## DOCUMENT EXTRACT
====

Environment Setup¶

In [42]:
# General Imports
import numpy as np
import pandas as pd
import geopandas as gpd
import os
import glob
import folium
import json
import branca.colormap as cmp
import plotly.graph_objects as go
from datetime import datetime
from copy import deepcopy
from sklearn.linear_model import LinearRegression
from sklearn.preprocessing import PolynomialFeatures
In [2]:
import plotly.offline as pyo
pyo.init_notebook_mode()

Data Loading¶

In [3]:
history_data = pd.read_csv('data/EV_Data/Electric_Vehicle_Population_Size_History_By_County.csv')
history_data.head()
Out[3]:
Date County State Vehicle Primary Use Battery Electric Vehicles (BEVs) Plug-In Hybrid Electric Vehicles (PHEVs) Electric Vehicle (EV) Total Non-Electric Vehicle Total Total Vehicles Percent Electric Vehicles
0 October 31 2019 Flathead MT Passenger 1 0 1 70 71 1.41
1 October 31 2019 New London CT Passenger 0 2 2 244 246 0.81
2 June 30 2019 Pend Oreille WA Truck 0 0 0 5730 5730 0.00
3 November 30 2019 Virginia Beach VA Passenger 1 0 1 706 707 0.14
4 February 28 2018 Sacramento CA Passenger 1 0 1 307 308 0.32
In [4]:
vehicle_data = pd.read_csv('data/EV_Data/Electric_Vehicle_Population_Data.csv')
vehicle_data.head()

====

## SUPPLIED RECORDS

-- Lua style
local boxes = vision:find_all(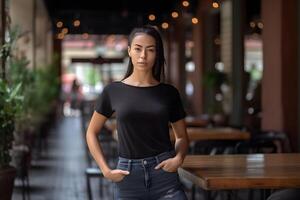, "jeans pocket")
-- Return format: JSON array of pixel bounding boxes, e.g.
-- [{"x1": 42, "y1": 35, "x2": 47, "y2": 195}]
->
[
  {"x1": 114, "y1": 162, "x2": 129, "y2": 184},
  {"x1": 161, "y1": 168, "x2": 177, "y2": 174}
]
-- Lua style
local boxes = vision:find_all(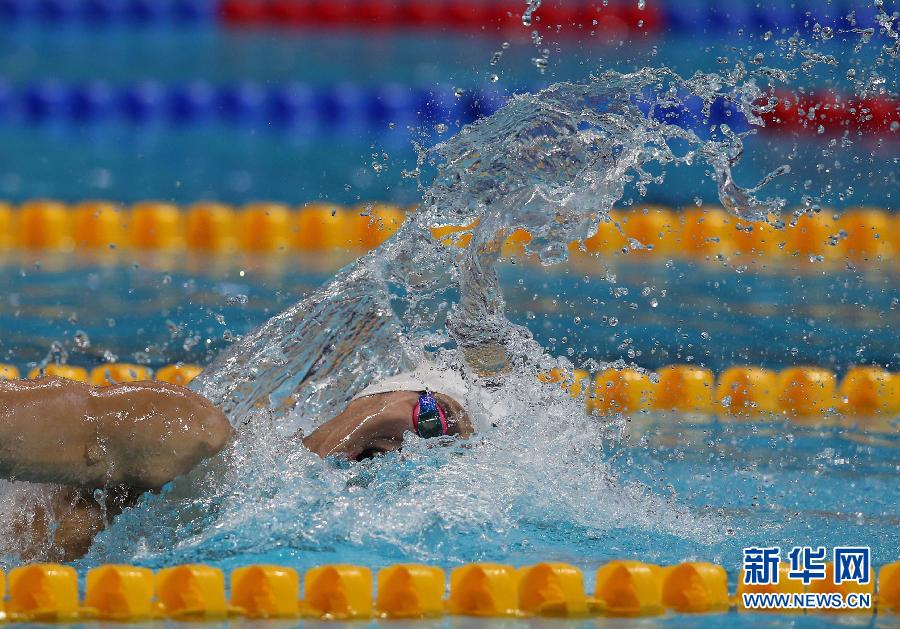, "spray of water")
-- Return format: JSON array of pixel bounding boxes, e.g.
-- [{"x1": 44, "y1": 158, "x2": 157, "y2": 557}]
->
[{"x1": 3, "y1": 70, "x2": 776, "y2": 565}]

====

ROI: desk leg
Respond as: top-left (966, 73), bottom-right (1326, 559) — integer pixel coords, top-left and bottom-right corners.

====

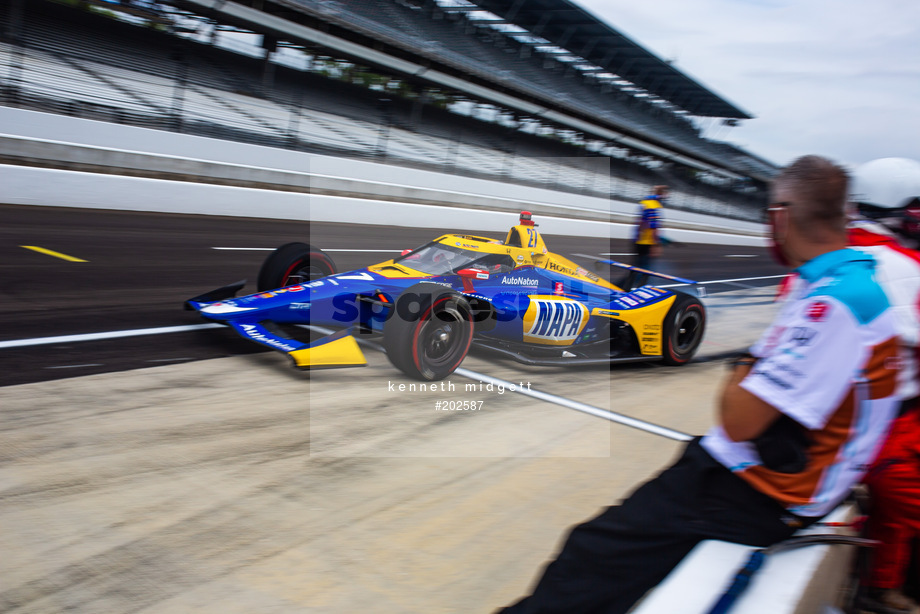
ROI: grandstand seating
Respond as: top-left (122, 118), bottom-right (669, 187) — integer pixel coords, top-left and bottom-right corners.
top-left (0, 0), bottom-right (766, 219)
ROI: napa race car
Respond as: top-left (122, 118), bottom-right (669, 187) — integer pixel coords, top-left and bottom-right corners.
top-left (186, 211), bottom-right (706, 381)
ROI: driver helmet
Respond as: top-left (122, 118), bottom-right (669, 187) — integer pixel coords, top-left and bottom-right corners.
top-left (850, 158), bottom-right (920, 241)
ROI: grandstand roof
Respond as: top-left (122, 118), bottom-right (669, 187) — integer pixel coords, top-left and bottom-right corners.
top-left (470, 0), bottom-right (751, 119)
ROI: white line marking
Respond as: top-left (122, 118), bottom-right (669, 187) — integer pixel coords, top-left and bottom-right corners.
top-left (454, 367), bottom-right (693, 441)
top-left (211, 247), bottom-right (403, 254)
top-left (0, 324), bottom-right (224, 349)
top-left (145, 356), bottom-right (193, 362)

====

## EXERCISE INSTRUCTIONS
1 > Based on the electric vehicle notebook extract, decide whether each statement agrees with it: (a) LinearRegression is imported from sklearn.linear_model; (b) the first row shown for the history data is for Sacramento County; (c) the vehicle data is read from a file named Electric_Vehicle_Population_Data.csv. For each, answer yes or no and quote the deciding words.
2 > Give as a numbered list the lines of the listing, starting at the line that contains "ROI: driver helmet" and ending at the line that contains "top-left (145, 356), bottom-right (193, 362)".

## SET OF ANSWERS
1 >
(a) Yes: "from sklearn.linear_model import LinearRegression"
(b) No: "0 October 31 2019 Flathead MT Passenger 1 0 1 70 71 1.41"
(c) Yes: "vehicle_data = pd.read_csv('data/EV_Data/Electric_Vehicle_Population_Data.csv')"

2 >
1. ROI: driver helmet
2. Respond as: top-left (122, 118), bottom-right (669, 187) — integer pixel coords, top-left and bottom-right corners.
3. top-left (850, 158), bottom-right (920, 241)
4. ROI: grandstand roof
5. Respond as: top-left (122, 118), bottom-right (669, 187) — integer pixel coords, top-left and bottom-right corners.
6. top-left (470, 0), bottom-right (751, 119)
7. ROI: white line marking
8. Respond as: top-left (122, 118), bottom-right (669, 187) — integer pixel coords, top-left and bottom-right corners.
9. top-left (454, 367), bottom-right (693, 441)
10. top-left (211, 247), bottom-right (403, 254)
11. top-left (0, 324), bottom-right (224, 349)
12. top-left (145, 356), bottom-right (193, 362)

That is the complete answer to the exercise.